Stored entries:
# # # #
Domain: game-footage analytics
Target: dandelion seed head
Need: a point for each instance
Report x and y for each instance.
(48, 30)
# # # #
Each entry shown above is to be duplicated exactly.

• TASK SOLUTION
Domain: game-footage analytics
Target: dandelion seed head
Need: a point for each instance
Report x and y for each instance.
(48, 30)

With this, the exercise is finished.